**Given task:** Output the data that follows exactly, line for line.

::::::::::

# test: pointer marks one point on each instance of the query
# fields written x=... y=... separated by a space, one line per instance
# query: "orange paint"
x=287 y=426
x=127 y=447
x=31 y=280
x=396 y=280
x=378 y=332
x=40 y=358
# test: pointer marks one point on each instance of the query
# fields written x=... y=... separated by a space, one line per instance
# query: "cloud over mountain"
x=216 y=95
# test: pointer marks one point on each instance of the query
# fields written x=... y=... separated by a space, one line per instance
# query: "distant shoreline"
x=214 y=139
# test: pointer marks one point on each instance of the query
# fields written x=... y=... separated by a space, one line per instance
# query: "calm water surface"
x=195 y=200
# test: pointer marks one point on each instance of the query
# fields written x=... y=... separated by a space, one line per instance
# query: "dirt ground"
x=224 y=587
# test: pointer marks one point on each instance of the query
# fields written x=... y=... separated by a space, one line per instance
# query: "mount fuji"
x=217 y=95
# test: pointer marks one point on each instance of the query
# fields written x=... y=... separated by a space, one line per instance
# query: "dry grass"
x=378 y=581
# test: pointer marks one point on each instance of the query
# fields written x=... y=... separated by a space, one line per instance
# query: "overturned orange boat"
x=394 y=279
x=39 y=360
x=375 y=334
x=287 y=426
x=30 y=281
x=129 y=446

::::::::::

**Final answer:**
# test: pointer marks one point on each instance of the query
# fields written x=... y=... separated by a space, one line per instance
# query: "orange paint"
x=287 y=426
x=127 y=447
x=31 y=280
x=396 y=280
x=378 y=332
x=40 y=358
# test: pointer marks one point on each instance of the query
# fields written x=... y=... separated by a space, one line per instance
# query: "cloud over mountain"
x=216 y=95
# test: pointer marks one point on each instance of the query
# fields written x=... y=... separated by a space, one line per instance
# query: "distant shoreline"
x=214 y=139
# test: pointer marks one point on each instance of the query
# fields written x=... y=... separated by a space, one line per instance
# query: "calm water surface"
x=195 y=200
# test: pointer marks one point on each instance of the query
# fields written x=... y=... separated by a space, one line per instance
# query: "dirt ground"
x=224 y=587
# test: pointer marks one point on each instance of the query
# fields written x=... y=... separated by a space, one line per instance
# query: "mount fuji"
x=217 y=95
# test: pointer marks one point on each instance of the query
# fields written x=... y=... separated by a space, one line per instance
# query: "dry grass"
x=378 y=581
# test: pointer marks one point on each instance of the query
# fields written x=... y=... separated by a space, one line per instance
# query: "overturned orange boat"
x=394 y=279
x=39 y=360
x=375 y=334
x=287 y=426
x=30 y=281
x=129 y=446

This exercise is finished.